Copy the records below, everything from the line containing "the white townhouse" down to their end, swapping "large window" for "wide window" and leaving all else unchanged.
--- START ---
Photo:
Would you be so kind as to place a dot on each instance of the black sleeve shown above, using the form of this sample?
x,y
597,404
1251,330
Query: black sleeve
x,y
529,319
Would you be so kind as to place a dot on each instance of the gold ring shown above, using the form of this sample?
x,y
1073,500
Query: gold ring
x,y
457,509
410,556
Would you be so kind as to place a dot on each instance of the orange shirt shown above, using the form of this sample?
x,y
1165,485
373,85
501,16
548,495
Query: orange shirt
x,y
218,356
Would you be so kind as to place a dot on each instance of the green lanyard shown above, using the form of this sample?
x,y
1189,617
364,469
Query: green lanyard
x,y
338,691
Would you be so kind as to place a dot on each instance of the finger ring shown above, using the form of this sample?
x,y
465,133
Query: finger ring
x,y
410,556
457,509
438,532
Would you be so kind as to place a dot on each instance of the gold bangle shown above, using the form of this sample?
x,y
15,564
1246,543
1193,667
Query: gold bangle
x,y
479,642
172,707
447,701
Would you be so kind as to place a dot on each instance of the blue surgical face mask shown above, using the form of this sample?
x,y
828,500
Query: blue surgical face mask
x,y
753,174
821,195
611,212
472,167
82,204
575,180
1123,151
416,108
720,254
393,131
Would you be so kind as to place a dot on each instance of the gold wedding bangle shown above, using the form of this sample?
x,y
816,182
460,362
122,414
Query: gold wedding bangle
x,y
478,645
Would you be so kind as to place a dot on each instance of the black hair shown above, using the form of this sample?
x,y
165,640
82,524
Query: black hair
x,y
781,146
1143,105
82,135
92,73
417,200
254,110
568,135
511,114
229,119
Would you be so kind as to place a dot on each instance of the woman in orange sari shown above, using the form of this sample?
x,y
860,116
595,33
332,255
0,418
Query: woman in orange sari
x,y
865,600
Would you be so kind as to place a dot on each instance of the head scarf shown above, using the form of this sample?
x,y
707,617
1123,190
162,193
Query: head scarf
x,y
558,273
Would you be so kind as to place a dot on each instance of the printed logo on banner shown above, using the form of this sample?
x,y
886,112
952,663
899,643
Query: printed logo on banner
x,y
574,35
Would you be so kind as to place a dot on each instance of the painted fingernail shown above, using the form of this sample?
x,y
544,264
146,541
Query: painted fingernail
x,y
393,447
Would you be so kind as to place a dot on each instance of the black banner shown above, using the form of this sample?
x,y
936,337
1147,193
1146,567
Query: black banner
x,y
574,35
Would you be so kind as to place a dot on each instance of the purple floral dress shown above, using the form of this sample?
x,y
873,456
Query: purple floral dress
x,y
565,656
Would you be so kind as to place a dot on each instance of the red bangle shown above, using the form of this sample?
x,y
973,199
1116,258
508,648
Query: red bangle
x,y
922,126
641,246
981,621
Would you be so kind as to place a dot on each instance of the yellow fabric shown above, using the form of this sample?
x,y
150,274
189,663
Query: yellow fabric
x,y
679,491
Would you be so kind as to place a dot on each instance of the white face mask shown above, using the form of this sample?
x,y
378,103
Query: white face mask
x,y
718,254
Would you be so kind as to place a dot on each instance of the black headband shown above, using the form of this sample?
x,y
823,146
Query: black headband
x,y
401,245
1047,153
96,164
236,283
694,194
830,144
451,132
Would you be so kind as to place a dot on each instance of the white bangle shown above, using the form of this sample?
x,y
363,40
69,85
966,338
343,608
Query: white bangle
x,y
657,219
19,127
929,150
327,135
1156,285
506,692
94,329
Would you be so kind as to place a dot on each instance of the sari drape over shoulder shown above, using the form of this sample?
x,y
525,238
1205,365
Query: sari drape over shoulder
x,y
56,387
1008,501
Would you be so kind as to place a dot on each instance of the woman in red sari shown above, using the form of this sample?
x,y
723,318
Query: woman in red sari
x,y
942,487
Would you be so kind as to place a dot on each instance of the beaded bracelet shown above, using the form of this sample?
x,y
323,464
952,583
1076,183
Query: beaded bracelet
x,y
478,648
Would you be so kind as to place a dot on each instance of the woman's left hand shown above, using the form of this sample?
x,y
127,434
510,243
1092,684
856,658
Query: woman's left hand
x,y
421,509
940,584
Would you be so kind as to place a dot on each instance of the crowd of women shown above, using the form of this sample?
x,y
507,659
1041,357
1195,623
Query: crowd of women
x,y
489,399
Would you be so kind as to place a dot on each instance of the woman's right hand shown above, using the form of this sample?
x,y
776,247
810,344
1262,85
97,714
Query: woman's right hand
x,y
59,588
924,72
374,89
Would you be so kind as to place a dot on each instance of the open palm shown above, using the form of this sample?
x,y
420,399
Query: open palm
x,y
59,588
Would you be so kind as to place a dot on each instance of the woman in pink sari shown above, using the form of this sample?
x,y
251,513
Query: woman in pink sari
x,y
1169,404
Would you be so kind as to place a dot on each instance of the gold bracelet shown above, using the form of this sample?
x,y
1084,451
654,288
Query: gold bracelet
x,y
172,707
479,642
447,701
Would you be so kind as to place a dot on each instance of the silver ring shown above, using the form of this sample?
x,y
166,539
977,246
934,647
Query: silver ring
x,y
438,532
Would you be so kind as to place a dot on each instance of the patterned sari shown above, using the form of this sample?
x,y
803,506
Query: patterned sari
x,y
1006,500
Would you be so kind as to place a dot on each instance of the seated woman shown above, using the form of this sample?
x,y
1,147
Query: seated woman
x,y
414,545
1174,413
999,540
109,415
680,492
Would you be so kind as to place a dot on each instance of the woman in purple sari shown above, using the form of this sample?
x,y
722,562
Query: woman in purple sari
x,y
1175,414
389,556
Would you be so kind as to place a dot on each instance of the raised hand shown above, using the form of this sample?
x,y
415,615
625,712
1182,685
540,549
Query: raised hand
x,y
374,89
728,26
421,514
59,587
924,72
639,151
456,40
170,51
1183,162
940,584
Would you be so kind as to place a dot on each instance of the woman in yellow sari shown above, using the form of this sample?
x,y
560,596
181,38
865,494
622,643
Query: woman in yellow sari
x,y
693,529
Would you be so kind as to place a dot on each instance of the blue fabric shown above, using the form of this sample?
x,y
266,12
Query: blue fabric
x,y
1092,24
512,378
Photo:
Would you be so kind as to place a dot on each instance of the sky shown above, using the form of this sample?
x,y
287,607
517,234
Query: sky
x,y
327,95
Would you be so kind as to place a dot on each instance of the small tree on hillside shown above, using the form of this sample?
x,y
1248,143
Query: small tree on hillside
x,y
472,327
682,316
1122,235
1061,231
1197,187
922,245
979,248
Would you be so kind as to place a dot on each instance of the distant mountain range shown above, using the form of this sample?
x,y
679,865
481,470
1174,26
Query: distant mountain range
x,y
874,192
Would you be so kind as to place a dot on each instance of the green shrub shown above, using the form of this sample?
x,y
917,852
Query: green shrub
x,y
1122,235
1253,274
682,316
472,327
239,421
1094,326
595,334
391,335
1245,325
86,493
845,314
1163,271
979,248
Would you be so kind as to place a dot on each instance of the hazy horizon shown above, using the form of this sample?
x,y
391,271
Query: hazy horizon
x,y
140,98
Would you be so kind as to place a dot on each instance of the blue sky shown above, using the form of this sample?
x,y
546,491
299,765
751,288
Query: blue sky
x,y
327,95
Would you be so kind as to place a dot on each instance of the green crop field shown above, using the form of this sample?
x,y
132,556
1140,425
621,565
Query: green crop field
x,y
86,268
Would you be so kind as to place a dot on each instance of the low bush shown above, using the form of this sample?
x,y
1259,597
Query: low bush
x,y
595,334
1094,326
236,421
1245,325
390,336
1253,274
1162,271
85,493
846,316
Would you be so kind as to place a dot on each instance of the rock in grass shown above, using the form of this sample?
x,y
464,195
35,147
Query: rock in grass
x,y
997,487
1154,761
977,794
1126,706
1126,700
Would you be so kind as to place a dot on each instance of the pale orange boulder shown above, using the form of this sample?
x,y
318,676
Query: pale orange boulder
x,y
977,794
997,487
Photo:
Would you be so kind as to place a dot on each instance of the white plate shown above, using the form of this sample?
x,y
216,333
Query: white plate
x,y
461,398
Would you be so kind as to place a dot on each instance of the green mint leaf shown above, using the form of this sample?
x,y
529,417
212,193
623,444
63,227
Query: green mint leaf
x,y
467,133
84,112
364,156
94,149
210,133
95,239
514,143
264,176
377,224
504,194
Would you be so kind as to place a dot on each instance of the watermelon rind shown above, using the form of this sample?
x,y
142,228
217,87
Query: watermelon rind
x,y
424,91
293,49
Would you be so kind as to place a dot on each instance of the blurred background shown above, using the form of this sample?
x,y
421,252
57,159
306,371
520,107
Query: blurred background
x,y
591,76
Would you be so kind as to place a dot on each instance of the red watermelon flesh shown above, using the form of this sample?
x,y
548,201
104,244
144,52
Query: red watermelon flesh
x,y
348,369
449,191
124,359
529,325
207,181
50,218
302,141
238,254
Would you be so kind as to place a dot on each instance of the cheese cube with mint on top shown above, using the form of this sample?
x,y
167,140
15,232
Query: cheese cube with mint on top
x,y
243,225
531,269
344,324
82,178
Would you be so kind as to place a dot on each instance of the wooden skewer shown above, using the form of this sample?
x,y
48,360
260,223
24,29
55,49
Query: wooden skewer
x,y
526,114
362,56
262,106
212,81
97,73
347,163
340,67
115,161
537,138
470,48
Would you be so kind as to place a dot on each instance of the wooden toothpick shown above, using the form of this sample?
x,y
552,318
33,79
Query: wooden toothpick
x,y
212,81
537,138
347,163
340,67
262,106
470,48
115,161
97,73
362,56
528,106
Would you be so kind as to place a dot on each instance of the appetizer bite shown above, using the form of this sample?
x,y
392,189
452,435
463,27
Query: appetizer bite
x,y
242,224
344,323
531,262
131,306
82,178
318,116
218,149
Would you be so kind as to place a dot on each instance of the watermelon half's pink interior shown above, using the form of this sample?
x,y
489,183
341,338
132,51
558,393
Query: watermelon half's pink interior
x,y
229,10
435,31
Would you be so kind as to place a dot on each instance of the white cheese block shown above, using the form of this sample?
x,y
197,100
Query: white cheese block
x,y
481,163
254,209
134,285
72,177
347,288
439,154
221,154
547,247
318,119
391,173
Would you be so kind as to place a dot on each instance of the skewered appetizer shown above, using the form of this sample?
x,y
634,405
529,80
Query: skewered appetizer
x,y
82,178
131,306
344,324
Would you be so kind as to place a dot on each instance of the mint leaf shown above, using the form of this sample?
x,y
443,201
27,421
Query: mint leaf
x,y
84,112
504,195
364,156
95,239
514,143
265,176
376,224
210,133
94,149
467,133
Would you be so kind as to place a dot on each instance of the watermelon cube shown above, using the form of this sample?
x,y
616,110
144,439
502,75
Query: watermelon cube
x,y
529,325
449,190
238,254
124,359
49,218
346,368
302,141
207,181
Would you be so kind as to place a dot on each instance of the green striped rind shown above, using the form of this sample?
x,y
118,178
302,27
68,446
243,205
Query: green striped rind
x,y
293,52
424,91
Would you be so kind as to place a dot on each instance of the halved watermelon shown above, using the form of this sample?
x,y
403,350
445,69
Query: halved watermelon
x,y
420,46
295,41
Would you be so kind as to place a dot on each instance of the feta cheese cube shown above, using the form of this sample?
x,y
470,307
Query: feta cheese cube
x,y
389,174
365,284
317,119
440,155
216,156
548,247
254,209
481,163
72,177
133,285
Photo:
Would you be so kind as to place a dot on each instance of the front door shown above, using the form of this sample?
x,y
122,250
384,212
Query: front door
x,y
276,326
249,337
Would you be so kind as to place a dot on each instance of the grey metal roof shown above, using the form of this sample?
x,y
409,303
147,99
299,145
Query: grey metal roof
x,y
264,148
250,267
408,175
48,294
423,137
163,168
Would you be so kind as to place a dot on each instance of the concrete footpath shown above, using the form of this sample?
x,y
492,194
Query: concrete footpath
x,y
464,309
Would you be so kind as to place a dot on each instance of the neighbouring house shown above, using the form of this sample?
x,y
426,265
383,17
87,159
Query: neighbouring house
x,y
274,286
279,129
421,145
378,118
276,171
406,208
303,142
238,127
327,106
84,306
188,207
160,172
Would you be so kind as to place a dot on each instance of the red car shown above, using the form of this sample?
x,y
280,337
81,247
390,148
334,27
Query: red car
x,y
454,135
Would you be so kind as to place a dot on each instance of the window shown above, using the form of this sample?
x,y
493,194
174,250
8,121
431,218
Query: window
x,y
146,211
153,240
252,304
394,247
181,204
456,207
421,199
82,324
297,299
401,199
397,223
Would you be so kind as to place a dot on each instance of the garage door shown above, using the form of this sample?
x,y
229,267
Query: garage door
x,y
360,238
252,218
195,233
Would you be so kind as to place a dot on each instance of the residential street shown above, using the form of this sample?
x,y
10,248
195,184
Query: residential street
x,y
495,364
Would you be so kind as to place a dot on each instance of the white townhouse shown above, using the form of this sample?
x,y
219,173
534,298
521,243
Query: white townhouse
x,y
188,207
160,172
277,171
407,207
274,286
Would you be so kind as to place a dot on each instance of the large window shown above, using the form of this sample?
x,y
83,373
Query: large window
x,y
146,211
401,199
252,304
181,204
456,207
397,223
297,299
--- END ---
- Answer to the exercise:
Would you be so kind as to place a dot on each instance of the white townhouse shown above, using the form of this sample?
x,y
219,173
534,298
521,243
Query: white townhouse
x,y
188,207
160,172
277,171
407,207
274,286
Would you be so kind as to place a dot on each instance of the wide window shown above, using the form of this sample?
x,y
83,373
Query: wide window
x,y
146,211
401,199
252,304
181,204
456,207
397,223
297,299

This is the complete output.